Task directions
Set down exactly each line of the entries below, beginning at the one that contains "Where can you see the crowd" and ending at the last, and no others.

Given entries
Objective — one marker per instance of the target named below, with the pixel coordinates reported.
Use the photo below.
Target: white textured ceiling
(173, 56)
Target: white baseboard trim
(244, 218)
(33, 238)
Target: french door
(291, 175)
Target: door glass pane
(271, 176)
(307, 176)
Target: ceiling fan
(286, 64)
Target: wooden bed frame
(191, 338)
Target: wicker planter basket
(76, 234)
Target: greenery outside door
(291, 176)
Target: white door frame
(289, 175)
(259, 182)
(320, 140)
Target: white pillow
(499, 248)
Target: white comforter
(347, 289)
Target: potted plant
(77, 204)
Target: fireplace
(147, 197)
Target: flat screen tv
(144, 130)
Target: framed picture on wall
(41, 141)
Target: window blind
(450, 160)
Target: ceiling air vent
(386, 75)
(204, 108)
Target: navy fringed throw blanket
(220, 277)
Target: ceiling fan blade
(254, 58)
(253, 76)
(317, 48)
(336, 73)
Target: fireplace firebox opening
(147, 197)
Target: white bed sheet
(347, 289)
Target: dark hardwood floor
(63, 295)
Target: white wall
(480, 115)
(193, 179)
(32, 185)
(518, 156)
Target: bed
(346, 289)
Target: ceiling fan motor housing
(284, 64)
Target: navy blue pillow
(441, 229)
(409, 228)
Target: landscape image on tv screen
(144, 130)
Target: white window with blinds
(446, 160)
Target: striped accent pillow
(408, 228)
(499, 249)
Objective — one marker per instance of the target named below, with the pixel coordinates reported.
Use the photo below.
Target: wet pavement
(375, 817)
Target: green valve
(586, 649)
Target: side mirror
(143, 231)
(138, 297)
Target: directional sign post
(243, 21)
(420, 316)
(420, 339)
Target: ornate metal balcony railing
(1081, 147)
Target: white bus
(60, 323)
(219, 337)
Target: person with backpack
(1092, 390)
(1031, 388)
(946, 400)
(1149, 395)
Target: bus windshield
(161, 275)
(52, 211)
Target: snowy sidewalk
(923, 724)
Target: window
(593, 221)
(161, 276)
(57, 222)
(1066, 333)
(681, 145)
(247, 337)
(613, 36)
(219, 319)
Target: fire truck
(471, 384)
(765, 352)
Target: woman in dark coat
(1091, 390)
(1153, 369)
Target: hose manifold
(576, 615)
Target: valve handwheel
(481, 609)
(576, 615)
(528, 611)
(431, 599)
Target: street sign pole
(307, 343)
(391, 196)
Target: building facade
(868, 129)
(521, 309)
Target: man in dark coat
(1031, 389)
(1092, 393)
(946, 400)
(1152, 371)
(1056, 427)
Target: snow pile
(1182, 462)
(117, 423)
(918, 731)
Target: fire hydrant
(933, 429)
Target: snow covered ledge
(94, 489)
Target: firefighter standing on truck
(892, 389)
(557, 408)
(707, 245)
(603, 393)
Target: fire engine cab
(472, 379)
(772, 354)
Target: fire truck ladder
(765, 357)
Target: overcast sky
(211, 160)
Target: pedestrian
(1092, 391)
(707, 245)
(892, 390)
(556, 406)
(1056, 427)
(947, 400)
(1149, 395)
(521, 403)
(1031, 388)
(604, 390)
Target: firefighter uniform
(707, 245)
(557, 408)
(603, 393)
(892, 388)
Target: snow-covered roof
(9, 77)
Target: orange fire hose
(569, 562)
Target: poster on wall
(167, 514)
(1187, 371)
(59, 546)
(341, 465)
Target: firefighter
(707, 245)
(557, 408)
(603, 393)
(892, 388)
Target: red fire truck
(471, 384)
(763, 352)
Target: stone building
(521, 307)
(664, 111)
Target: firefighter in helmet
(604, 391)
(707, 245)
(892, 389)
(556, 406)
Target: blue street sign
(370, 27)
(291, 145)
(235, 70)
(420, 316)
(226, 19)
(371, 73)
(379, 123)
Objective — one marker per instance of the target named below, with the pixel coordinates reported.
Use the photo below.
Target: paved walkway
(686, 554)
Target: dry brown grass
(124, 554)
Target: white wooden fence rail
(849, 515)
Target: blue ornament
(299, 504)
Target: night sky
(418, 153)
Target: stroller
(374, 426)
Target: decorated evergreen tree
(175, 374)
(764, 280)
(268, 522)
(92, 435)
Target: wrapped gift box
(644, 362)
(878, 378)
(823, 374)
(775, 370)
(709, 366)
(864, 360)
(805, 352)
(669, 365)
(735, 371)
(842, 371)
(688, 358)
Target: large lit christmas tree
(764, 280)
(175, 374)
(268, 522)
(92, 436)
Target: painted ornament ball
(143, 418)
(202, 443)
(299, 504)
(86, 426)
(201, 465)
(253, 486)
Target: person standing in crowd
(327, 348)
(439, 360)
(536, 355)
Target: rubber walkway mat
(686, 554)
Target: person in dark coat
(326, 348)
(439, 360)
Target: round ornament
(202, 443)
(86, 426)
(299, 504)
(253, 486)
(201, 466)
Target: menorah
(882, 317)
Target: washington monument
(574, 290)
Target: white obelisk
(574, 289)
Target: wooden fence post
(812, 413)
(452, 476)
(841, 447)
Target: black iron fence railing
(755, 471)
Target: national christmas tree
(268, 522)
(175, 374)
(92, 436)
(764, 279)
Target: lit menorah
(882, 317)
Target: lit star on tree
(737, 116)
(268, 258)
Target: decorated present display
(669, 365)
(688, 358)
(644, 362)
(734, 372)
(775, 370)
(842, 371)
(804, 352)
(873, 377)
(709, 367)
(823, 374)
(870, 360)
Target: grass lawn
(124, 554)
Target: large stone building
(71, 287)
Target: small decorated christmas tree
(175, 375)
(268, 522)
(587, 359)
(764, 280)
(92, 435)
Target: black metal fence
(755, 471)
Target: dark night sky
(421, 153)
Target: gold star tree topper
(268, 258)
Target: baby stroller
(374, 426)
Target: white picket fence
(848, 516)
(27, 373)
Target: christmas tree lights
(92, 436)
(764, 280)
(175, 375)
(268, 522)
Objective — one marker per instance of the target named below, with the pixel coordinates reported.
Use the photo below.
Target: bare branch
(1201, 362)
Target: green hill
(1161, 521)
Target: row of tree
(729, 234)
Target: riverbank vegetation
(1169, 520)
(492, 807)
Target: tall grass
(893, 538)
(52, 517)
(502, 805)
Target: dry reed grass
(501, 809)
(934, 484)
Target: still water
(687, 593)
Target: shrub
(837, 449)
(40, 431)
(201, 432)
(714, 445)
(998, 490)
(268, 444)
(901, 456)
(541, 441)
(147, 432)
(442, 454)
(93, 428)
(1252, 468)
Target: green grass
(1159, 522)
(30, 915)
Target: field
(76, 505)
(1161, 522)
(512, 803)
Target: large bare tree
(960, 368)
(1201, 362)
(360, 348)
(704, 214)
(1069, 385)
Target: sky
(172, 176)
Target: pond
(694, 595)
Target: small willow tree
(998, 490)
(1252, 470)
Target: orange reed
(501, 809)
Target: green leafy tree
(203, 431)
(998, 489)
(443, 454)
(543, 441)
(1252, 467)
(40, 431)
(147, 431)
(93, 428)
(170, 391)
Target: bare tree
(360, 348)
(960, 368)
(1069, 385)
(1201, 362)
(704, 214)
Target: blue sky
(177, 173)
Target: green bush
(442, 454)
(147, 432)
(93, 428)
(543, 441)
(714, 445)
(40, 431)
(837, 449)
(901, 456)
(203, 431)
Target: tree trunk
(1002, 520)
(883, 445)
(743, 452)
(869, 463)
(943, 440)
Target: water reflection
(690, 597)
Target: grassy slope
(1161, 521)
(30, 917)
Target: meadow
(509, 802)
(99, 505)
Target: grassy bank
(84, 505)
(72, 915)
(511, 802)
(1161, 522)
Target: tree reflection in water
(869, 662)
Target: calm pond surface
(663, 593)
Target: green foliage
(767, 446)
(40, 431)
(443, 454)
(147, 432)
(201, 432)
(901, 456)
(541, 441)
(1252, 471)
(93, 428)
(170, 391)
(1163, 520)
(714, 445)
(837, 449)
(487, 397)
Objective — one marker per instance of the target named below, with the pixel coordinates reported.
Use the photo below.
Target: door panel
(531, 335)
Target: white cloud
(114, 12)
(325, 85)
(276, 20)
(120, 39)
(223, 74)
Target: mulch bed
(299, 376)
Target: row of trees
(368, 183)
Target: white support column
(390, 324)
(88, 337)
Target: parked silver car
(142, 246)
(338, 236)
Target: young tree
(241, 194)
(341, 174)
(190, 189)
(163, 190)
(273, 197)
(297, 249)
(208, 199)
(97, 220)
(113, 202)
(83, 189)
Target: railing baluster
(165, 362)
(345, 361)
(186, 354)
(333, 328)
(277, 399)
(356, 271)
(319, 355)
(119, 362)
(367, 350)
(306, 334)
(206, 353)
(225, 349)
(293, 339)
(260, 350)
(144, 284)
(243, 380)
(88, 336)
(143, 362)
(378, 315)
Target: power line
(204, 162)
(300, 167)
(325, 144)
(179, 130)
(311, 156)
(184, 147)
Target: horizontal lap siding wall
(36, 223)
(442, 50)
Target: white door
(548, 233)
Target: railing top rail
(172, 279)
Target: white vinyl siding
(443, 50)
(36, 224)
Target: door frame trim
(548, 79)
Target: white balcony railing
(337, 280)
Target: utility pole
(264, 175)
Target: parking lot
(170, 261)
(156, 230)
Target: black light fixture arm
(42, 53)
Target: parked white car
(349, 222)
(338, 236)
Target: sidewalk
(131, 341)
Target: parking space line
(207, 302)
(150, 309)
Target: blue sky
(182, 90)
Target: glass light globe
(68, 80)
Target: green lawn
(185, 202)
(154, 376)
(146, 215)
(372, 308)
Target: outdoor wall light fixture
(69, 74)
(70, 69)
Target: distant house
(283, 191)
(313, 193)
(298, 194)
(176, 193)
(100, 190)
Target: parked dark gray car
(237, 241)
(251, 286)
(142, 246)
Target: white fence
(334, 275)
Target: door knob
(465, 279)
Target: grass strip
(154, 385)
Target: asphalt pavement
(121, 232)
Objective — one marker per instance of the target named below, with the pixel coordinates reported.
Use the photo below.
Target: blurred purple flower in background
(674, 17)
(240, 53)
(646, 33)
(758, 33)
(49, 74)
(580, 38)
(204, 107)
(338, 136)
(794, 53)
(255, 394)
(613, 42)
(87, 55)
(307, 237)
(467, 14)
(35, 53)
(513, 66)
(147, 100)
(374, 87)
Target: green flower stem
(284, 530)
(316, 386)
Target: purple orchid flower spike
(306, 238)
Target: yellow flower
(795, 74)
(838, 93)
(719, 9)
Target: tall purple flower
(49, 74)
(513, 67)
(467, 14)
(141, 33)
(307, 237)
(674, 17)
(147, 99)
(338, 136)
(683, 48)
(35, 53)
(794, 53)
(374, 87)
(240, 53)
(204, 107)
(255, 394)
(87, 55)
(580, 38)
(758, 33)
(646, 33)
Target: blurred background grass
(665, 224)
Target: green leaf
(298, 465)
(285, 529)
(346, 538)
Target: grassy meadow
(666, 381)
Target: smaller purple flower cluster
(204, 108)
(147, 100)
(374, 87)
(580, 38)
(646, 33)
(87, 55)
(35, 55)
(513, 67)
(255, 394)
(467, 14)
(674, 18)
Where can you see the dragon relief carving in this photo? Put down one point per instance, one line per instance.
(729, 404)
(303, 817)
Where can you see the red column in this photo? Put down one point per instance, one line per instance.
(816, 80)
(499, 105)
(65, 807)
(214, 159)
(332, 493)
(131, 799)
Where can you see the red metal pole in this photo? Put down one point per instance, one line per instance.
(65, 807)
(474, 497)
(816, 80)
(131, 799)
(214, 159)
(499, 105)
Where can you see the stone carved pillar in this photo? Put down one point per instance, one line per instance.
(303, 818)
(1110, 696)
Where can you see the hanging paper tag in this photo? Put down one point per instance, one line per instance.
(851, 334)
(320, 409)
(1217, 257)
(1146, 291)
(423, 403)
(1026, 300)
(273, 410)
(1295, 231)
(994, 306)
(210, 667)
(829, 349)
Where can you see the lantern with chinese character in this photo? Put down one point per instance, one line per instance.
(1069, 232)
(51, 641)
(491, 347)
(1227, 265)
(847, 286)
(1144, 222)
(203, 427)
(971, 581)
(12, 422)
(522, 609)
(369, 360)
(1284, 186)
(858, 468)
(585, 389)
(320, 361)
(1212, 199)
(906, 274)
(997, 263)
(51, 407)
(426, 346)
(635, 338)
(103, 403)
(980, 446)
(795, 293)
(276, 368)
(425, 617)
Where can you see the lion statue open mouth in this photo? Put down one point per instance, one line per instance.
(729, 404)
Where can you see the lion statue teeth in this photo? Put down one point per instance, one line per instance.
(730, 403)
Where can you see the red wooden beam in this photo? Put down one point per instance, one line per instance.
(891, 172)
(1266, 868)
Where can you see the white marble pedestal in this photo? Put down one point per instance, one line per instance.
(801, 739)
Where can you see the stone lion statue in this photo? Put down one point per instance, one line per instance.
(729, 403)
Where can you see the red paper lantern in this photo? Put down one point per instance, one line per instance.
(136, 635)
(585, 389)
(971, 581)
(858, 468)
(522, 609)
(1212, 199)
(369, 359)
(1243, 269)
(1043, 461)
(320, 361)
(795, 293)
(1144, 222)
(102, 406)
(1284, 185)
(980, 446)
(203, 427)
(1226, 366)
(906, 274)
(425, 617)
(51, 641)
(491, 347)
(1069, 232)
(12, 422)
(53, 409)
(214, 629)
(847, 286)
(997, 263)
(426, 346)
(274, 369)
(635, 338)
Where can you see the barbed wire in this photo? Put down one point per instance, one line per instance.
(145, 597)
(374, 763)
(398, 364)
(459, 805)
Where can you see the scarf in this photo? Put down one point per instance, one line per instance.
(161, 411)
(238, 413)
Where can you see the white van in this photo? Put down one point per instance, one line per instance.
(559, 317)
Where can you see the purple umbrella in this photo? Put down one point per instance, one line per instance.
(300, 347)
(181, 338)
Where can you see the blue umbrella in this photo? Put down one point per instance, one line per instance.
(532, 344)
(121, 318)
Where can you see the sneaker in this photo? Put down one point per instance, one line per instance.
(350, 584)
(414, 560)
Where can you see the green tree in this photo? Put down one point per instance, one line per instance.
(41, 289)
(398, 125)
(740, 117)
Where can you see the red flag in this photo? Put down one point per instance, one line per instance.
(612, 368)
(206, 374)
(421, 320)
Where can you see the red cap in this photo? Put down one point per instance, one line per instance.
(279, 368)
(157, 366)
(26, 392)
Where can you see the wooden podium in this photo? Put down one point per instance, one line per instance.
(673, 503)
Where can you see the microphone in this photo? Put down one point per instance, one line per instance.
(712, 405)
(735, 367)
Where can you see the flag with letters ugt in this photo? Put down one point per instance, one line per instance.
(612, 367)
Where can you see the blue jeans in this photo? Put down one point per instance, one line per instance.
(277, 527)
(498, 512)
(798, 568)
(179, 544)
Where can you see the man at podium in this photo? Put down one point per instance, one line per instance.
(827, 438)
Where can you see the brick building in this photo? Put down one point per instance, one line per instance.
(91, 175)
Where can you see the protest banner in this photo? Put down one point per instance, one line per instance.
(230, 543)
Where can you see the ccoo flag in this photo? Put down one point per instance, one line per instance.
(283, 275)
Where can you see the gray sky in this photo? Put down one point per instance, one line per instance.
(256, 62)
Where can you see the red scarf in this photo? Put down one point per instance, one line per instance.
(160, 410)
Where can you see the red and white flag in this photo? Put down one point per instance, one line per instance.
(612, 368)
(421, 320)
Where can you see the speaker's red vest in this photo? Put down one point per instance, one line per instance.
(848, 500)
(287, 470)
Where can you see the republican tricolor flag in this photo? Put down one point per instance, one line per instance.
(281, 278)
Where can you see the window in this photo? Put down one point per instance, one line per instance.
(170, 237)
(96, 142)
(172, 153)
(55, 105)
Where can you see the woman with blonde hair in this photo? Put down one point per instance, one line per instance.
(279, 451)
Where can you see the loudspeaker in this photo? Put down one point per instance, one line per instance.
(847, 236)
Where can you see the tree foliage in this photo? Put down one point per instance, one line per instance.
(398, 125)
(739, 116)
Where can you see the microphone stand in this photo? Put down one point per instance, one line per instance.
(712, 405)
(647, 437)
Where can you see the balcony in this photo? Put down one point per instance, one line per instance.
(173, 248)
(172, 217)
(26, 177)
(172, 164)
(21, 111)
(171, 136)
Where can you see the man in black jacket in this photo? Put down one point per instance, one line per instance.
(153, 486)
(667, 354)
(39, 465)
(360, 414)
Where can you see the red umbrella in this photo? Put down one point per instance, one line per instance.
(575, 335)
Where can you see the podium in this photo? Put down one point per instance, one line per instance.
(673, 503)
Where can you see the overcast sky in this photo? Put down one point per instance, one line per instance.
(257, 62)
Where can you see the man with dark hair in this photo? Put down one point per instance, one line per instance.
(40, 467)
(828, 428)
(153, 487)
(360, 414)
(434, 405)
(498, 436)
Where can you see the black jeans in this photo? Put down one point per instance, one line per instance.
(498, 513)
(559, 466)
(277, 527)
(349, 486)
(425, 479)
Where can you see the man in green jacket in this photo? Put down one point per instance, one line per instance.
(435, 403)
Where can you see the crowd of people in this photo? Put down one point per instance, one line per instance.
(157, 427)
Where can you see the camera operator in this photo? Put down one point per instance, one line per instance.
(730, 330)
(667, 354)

Solution to this problem
Where can you see the crowd of people in this photo? Put down one point per instance, one line per instance.
(157, 427)
Where can you see the camera operator in this photo? Put down one point per instance, one line per instance.
(730, 330)
(667, 354)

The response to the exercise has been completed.